Sarah Pendlebury is pretty good at smiling. But precisely what is going on behind her eyes is hard to fathom - a mystery locked behind a wall of disability that has rendered her unable to speak as she looks out at the world from her specially adapted wheelchair with almost no control over her limbs.
She is a student at Beaumont college, Lancashire, a residential centre run by Scope, the cerebral palsy charity, Her three years could soon be up at the college, but her education has been interrupted by medical complications, including operations to prevent her physical condition from deteriorating further, to enable her to support her own upper-body weight and to protect her internal organs.
The college is waiting to find out whether it will get special dispensation for the funding it needs to keep Sarah, 19, for another year.
By the end of that year, if it is granted, the staff hope to find a part of her body to use as a "switchpoint" - a finger, toe, anything that she can reliably use to press a button.
With specially adapted computer equipment, this could enable her to communicate without the help of specialist carers, even if the prospect of her being able to form entire sentences remains a distant . if not impossible, goal.
Her mother Margaret, from St Helens, Merseyside, said: "We have no idea what we will do if she doesn't get this extra year.
"We know her because she is our daughter, and we can understand what she wants. But she needs to be able to communicate with other people. Without the college, the situation will be hopeless. I lie awake at night worrying about what will happen if we don't get another year, and about when we will find out whether the funding is going to be available to her. It is ridiculous that we have had to fight so hard."
At present, she relies on using her eyes to "point" to symbols held up in front of her face, a time-consuming process by which she can communicate simple information such as a preference from a particular flavour of drink, a task that can take up to 15 minutes.

=-=-=

▸ **Work task**: Extend the article about Sarah Pendlebury and her place at Beaumont college, picking up after its final sentence. The entries that come after the article are not needed.

▸ **Information supplied**:
=-=-=

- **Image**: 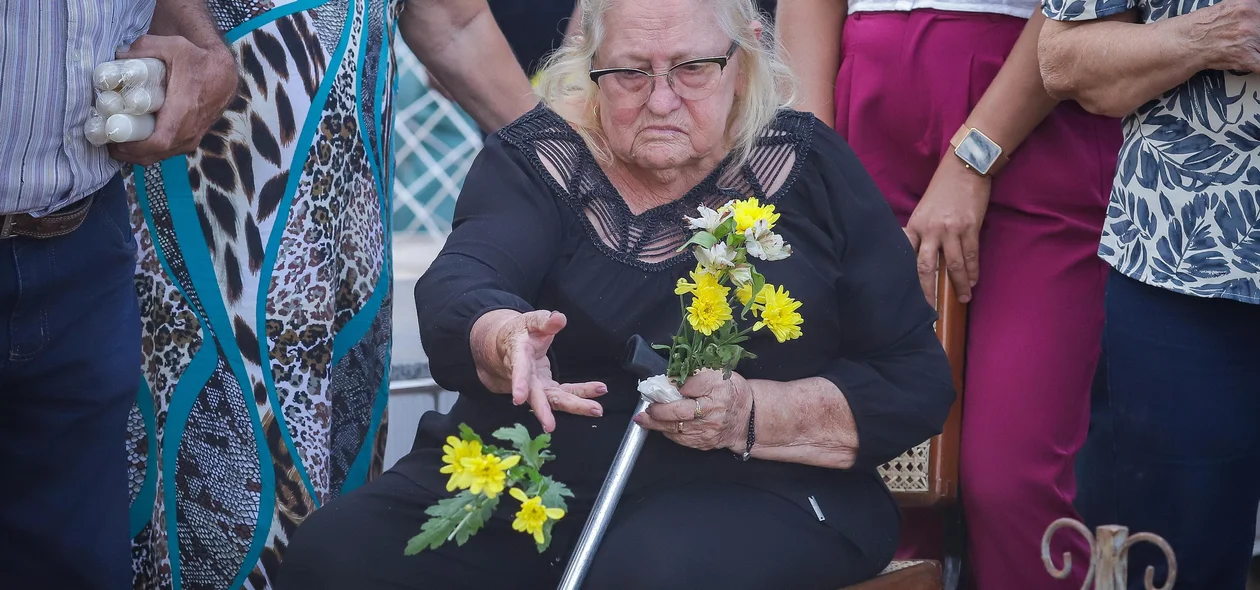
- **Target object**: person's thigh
[0,178,140,589]
[286,471,559,590]
[1092,274,1260,590]
[585,484,871,590]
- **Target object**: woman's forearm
[731,377,858,469]
[775,0,848,126]
[966,13,1058,155]
[1038,9,1211,117]
[398,0,538,131]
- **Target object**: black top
[397,106,954,542]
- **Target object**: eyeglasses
[591,42,740,108]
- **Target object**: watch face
[954,129,1002,174]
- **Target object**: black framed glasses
[591,42,740,108]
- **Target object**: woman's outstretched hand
[470,309,609,432]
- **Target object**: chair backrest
[879,265,966,508]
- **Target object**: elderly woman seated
[280,0,954,590]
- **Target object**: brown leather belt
[0,194,96,240]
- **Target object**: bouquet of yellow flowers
[404,424,573,555]
[639,197,804,403]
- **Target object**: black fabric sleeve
[801,122,955,469]
[416,135,561,391]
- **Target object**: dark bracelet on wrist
[735,397,757,461]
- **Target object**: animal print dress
[126,0,401,589]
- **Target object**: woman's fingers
[509,342,534,406]
[917,236,940,308]
[544,386,604,418]
[529,376,556,432]
[963,228,980,287]
[558,381,609,400]
[941,236,971,303]
[648,397,717,422]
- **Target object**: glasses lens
[600,69,651,107]
[669,62,722,101]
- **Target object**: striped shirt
[0,0,155,216]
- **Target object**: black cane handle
[621,334,669,379]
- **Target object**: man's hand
[110,35,241,165]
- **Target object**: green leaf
[494,424,551,469]
[455,495,501,546]
[677,232,717,252]
[460,422,481,443]
[403,490,478,555]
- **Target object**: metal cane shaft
[558,400,648,590]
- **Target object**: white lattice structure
[393,43,481,240]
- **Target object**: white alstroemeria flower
[696,242,735,275]
[743,219,791,261]
[684,205,732,233]
[639,374,683,403]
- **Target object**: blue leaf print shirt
[1042,0,1260,304]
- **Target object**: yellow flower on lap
[460,455,520,498]
[730,197,779,233]
[752,285,804,342]
[440,436,481,492]
[687,285,732,335]
[508,488,564,545]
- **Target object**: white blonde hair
[537,0,796,164]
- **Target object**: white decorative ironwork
[1041,518,1177,590]
[393,43,483,240]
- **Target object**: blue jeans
[1076,271,1260,590]
[0,176,140,590]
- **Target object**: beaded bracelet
[735,397,757,461]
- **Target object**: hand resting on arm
[469,309,609,432]
[1038,0,1260,117]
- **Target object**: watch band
[949,124,1011,176]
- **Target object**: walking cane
[558,334,668,590]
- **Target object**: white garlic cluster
[83,58,166,146]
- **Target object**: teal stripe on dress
[131,379,161,538]
[251,0,358,511]
[223,0,327,43]
[341,360,391,495]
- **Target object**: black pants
[1076,271,1260,590]
[0,176,140,590]
[276,471,890,590]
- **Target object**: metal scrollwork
[1041,518,1177,590]
[1041,518,1095,590]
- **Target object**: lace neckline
[498,105,815,272]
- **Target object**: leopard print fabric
[125,0,401,589]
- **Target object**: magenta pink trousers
[835,10,1120,590]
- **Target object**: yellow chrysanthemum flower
[460,455,520,498]
[508,488,564,545]
[731,197,779,233]
[440,436,481,492]
[752,285,804,342]
[687,282,731,335]
[674,265,728,296]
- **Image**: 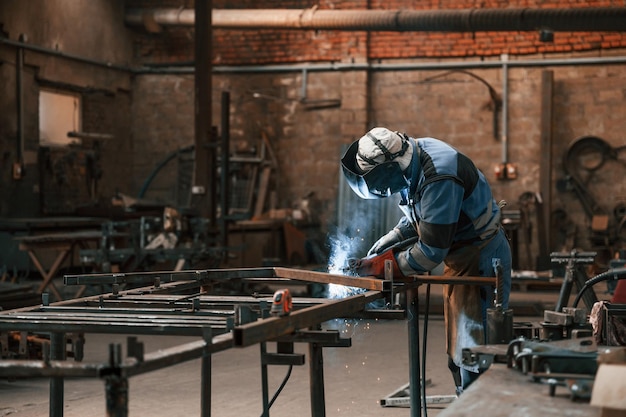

=-=-=

▸ **Answer space**:
Already, Sarah's education at Beaumont has cost the college more than Pounds 100,000 a year, far more than what is available from the "funding matrix" which the Learning and Skills Council applies to students at specialist colleges. The most available under the matrix is less than pound;70,000 a year. Additional money is not guaranteed and is subject to special pleading on behalf of the most disabled students.
An intellectual, legalistic and semantic debate continues over the extent to which Beaumont's work should be classified as "care" or "education".
Care is the responsibility of the Department of Health or local authority social services departments, education is the remit of the LSC.
Meanwhile provision for people like Sarah continues to be funded by specialist colleges' capacity to live in debt, draw funds from elsewhere or rely on exceptional funding allowances.
Scope, which owns Beaumont, supports the college with cash and by providing administrative services such as human resources.
While Sarah's parents continue their battle for an extra year's cash, most of those who approach the college find that there are no places at all and are left to the mercy of providers closer to home which many initially ruled out as inadequate for their needs.